Using this technique of child analysis was of enormous importance in the development of Melanie Klein's theories, and especially on her emphasis of the importance of infantile experience in disturbance of later life. In ‘The Psychoanalytic Play Technique' (1955, p122), Klein states that:

 

“….my work with both children and adults, and my contributions to psycho-analytic theory as a whole, derive ultimately from the play technique evolved with young children. I do not mean by this that my later work was a direct application of the play technique; but the insight that I gained into early development, into unconscious processes, and into the nature of the interpretations by which the unconscious can be approached, has been of far-reaching influence on the work I have done with older children and adults.”

 

Although changes in technique followed the developments of adult post Kleinian analysis the basic setting and approach to child analysis is still largely as Melanie Klein described it. It is interesting to notice how accessible child analytic material is to non-child analysts, whilst the superficial characteristics of the setting are so different.  However, once we see adult material as consisting of a constant process of action through words, that it is not so much that children are like little adults in their analyses, but rather that adults in analysis continue to be children, then it is not so mysterious.  There is a sense in child analytic material that a veneer of adult respectability, civilisation, is not present; and although it often makes for a very uncomfortable time, many analysts find it useful to be that much nearer to the unconscious.  This gives a sense of rawness, that allows the gestalt of the underlying object relations to become more visible as it allows the transference to stand out in relief. Child analysts who are adult trained often say that their adult work is enriched by their child analytic experience.

 

 Over the years many psychoanalysts from the Institute of Psychoanalysis also trained as child analysts and indeed during the 1950s about half the members were also child psychoanalysts the majority of whom had trained in the Melanie Klein Technique. This is a measure of how cutting edge child analysis was felt to be at that time. Now these findings from child analysis have moved into the adult field and there are fewer child analysts though still a significant number and there is still a training at the Institute of Psychoanalysis which recently has become more popular again.

§ **SUPPLIED DATA**:

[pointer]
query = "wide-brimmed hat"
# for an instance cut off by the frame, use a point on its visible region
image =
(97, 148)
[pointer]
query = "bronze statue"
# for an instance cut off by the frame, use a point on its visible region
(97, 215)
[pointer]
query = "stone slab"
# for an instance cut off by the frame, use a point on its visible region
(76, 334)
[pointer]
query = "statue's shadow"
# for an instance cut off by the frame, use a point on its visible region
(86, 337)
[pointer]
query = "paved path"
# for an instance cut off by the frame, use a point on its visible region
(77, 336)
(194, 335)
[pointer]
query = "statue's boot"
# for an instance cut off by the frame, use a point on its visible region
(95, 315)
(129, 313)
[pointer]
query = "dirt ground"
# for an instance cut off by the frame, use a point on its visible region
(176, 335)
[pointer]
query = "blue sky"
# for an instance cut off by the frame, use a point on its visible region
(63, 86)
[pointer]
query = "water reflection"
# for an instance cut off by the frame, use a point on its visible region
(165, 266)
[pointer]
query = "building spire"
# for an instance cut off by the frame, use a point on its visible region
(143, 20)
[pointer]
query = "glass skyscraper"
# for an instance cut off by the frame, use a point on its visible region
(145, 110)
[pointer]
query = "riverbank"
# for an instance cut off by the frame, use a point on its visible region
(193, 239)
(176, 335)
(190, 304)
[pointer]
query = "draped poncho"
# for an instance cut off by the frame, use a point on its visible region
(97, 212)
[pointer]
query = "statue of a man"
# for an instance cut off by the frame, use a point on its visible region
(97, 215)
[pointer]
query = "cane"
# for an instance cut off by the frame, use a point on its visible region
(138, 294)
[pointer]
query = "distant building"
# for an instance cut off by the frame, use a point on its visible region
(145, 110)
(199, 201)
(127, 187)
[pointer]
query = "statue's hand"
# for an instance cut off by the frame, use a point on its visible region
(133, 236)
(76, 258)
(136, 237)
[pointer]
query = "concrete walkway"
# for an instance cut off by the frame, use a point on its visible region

§ **REQUIRED ACTION 1**:
Output the stretch of the passage on child analysis from "Over the years" through "more popular again.", copied word for word.
§ **REQUIRED ACTION 2**:
Check each statement against the passage on child analysis. For each one, answer yes or no and quote the words that decide it. (a) During the 1950s about half the members of the Institute of Psychoanalysis were also child psychoanalysts. (b) Klein says her later work was a direct application of the play technique. (c) The training at the Institute of Psychoanalysis has recently become less popular.
§ **REQUIRED ACTION 3**:
Write the next part of the passage on child analysis, starting after its last sentence.

§ **RESULT 1**:
Over the years many psychoanalysts from the Institute of Psychoanalysis also trained as child analysts and indeed during the 1950s about half the members were also child psychoanalysts the majority of whom had trained in the Melanie Klein Technique. This is a measure of how cutting edge child analysis was felt to be at that time. Now these findings from child analysis have moved into the adult field and there are fewer child analysts though still a significant number and there is still a training at the Institute of Psychoanalysis which recently has become more popular again.

§ **RESULT 2**:
(a) Yes: "during the 1950s about half the members were also child psychoanalysts"
(b) No: "I do not mean by this that my later work was a direct application of the play technique"
(c) No: "which recently has become more popular again"

§ **RESULT 3**:
 

In the late 1940s Esther Bick with the support of John Bowlby founded the child psychotherapy training at the Tavistock Clinic.  Esther Bick wanted to see if child analytic work could be brought to the new National Heath Service and convinced Melanie Klein that it was possible to conduct authentic psychoanalytic treatment for children seen with less frequency than the 5 (or 6!) times weekly treatments.  Melanie Klein found this quite convincing and so with her blessing the first training using her technique was started. The training has been led at different times by other internationally known child analysts and child psychotherapists Martha Harris, Donald Meltzer, Gianna Williams, Anne Alvarez and Margaret Rustin to name but a few.  It has continued ever since and is now the largest child psychotherapy training in the UK.  Later the wish to spread child analytic work beyond London led first to Edinburgh with the training of the Scottish Institute of Human Relations and more recently the Northern School of Child and Adolescent Psychotherapy and the Birmingham Trust for Psychoanalytic Psychotherapy. There are also many trainings in psychoanalytic institutes and child psychotherapy organisations all over the world using Melanie Klein’s technique.

 

Thus Melanie Klein’s contribution to the analysis of children lives on in vital and developing ways as an essential part of psychoanalysis.

 

Robin Anderson

June 2008

 

Dr Robin Anderson (M.B., B.S., M.R.C.Pych.,) is a child and adult psychoanalyst in part-time private practice and is a Training and Supervising Analyst of the Institute of Psychoanalysis and British Psychoanalytical Society.